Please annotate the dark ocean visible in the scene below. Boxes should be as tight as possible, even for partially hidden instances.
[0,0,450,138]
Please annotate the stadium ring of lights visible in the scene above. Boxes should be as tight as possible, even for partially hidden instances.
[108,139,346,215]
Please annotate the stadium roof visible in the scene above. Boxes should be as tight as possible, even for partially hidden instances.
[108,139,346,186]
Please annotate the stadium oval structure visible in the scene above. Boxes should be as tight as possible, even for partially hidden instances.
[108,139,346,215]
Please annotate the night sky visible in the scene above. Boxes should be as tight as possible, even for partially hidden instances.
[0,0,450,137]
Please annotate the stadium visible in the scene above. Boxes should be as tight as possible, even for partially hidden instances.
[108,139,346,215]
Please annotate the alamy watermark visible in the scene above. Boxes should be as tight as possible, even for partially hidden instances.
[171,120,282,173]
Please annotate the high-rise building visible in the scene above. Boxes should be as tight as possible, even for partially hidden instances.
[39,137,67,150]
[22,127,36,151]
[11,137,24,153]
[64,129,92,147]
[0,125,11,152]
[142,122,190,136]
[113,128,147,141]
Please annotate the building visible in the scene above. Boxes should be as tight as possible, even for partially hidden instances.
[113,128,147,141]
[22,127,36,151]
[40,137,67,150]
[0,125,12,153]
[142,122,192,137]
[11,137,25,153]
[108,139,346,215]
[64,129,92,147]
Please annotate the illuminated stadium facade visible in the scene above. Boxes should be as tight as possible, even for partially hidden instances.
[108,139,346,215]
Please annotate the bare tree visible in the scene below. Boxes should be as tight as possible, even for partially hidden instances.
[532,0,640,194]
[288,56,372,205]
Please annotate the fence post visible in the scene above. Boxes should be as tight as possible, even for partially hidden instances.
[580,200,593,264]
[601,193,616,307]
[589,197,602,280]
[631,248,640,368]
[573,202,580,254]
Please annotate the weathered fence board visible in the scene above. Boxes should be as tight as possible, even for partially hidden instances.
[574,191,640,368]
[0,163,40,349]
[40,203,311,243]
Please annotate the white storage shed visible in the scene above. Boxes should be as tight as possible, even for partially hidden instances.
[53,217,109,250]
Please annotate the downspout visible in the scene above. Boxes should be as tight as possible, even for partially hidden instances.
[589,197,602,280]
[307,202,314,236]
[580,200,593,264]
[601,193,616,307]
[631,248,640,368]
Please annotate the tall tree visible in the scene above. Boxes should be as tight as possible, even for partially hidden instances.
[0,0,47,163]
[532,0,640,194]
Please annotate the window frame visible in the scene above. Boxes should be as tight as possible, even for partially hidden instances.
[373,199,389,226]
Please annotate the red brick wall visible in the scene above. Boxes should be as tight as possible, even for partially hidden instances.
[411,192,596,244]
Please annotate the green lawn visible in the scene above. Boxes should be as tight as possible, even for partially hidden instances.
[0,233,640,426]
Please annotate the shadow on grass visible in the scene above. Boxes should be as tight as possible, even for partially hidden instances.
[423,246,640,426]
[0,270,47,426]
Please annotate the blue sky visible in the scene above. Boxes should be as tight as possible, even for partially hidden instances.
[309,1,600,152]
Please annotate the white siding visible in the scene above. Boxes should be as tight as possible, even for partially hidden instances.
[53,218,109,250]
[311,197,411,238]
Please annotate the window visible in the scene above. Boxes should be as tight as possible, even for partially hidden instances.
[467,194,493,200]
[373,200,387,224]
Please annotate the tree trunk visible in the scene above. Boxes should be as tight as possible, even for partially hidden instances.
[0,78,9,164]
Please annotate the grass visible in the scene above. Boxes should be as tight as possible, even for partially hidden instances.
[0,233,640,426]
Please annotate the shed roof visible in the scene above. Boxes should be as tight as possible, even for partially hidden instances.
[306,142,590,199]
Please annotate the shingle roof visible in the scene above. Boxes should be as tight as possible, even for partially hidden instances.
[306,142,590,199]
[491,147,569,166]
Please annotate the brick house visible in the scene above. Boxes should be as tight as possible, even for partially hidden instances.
------------------------------------------------------------------------
Required task
Rewrite all of the items above as a numbered list, omitting any blank lines.

Finished answer
1. Please annotate the dark ocean visible in the scene below. Boxes should be as tight as possible, even for partially hidden instances.
2. [0,0,450,138]
3. Please annotate the stadium ring of lights visible in the scene above. Boxes should be as tight as possible, even for partially hidden instances.
4. [108,139,346,215]
5. Please annotate the stadium roof visible in the scene above. Boxes should be as tight as possible, even for partially hidden instances.
6. [108,139,346,186]
7. Please annotate the stadium oval structure visible in the scene above. Boxes should be as tight as possible, even for partially hidden instances.
8. [108,139,346,215]
9. Please annotate the night sky visible in the scene above. Boxes should be as tight as possible, even for partially hidden instances.
10. [0,0,450,137]
11. Please annotate the stadium visible in the scene above. Boxes should be as tight as possible, even for partially hidden instances.
12. [108,139,346,215]
13. Please annotate the alamy watermark visible in the scene above. Boxes should be as tight as possible, even for partially hidden instances.
14. [171,120,282,173]
15. Please annotate the high-rise building visible in the scene above. Boxes should be as tight as possible, even for partially hidden instances.
16. [39,137,67,150]
17. [22,127,36,151]
18. [11,137,24,153]
19. [64,129,92,147]
20. [0,125,11,152]
21. [142,122,190,136]
22. [113,128,147,141]
23. Please annotate the building visible in the scene above. Boxes should be as tight as possible, even for partially hidden instances.
24. [113,128,147,141]
25. [22,127,36,151]
26. [40,137,67,150]
27. [0,125,12,153]
28. [142,122,192,137]
29. [11,137,25,153]
30. [108,139,346,215]
31. [64,129,92,147]
32. Please annotate the illuminated stadium facade visible in the scene above. Boxes should be as tight as possible, even for partially hidden instances.
33. [108,139,346,215]
34. Please annotate the bare tree visible in the scene below. Boxes should be as tight as possible, even for partially hidden instances.
35. [532,0,640,194]
36. [288,56,372,205]
37. Please annotate the fence post visible in the scene above. Boxes should be as tight as possible, even for partially hidden instances.
38. [580,200,593,264]
39. [601,193,616,307]
40. [589,197,602,280]
41. [631,248,640,368]
42. [573,202,580,254]
43. Please annotate the weathered fence board visible in the scene above. Boxes should be as tight as possible, even for partially hidden instances.
44. [574,191,640,368]
45. [0,163,40,349]
46. [40,203,311,243]
47. Please annotate the white storage shed visible in the scene above. Boxes should be as tight as possible, even for partially hidden instances.
48. [53,217,109,250]
49. Please annotate the downspout visible in the scene above. Boxes should be as tight as possible, even for partially hidden instances.
50. [589,197,602,280]
51. [307,202,314,236]
52. [580,200,593,264]
53. [601,193,616,307]
54. [631,248,640,368]
55. Please annotate the tall tree visible in the scene above. Boxes should be as tight as possible, even for partially hidden instances.
56. [0,0,47,163]
57. [532,0,640,194]
58. Please annotate the window frame visible in the scene above. Boxes should be as tight as possible, even for partially hidden instances.
59. [373,199,389,226]
60. Please annotate the red brick wall visible in the scene above. Boxes should be as tight as possible, even for partially hidden instances.
61. [411,192,596,244]
62. Please annotate the green lawn visible in the scene above. Boxes should be as tight as possible, even for partially hidden instances.
63. [0,233,640,426]
64. Please annotate the shadow on grass visible in the scene above. Boxes should be as tight as possible, even for partially hidden instances.
65. [423,246,640,426]
66. [0,270,47,426]
67. Please annotate the blue sky visible in the scene above. Boxes should be as tight as possible, even for partially hidden instances.
68. [309,1,600,152]
69. Please annotate the white siding visible in the scene above. Boxes should be as tight as possible, even for partially hidden instances.
70. [53,218,109,250]
71. [311,197,411,238]
72. Please annotate the window visible in the scene above. Boxes should be as tight as possible, even for partially hidden instances.
73. [467,194,493,200]
74. [373,200,387,224]
75. Please annotate the tree trunk visible in the scene above. Boxes should be as tight as possible, even for partially hidden instances.
76. [0,78,9,164]
77. Please annotate the grass visible in the scene above. Boxes should be as tight as possible, even for partially hidden instances.
78. [0,233,640,426]
79. Please annotate the shed roof visible in the scene above. Boxes should be as tight as possible, even for partially hidden instances.
80. [306,142,590,199]
81. Please annotate the shingle roof visible in the scene above. Boxes should be as tight as possible, even for partially hidden instances.
82. [306,142,590,199]
83. [491,147,569,166]
84. Please annotate the brick house visible in the scene above. Boxes should be as tight as possible, even for partially hidden instances.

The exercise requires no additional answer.